Turn the rows below into a two-column CSV with the header instruction,answer. Give one line per row, with its text in the first column and its answer in the second. Put each in a single quoted field, with line breaks changed to spaces.

--*--

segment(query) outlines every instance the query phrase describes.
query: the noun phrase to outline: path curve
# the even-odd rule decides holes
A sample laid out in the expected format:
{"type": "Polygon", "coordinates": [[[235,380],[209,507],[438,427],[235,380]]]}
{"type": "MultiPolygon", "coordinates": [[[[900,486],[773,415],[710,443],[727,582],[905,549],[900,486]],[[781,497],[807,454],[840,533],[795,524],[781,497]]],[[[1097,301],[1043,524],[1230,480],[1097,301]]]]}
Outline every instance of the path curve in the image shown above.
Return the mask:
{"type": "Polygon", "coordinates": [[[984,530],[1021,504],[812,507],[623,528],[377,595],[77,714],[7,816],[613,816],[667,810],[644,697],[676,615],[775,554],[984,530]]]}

--*--

THE ANSWER
instruction,answer
"segment(query) outlines every instance the query phrase describes. query: the noun phrase to outline: path curve # the even-odd rule decides holes A sample laid out in the expected format: {""type"": ""Polygon"", ""coordinates"": [[[235,380],[209,507],[438,427],[235,380]]]} {""type"": ""MultiPolygon"", ""coordinates"": [[[[900,486],[773,415],[710,443],[727,582],[905,549],[900,486]],[[781,497],[807,454],[840,533],[795,524],[781,497]]],[[[1097,301],[1043,524],[1230,480],[1097,301]]]]} Outline every instance of the path curve in the image shown above. Return the mask:","{""type"": ""Polygon"", ""coordinates"": [[[984,530],[1021,504],[812,507],[623,528],[377,595],[77,714],[7,816],[613,816],[667,810],[644,697],[676,615],[775,554],[984,530]]]}"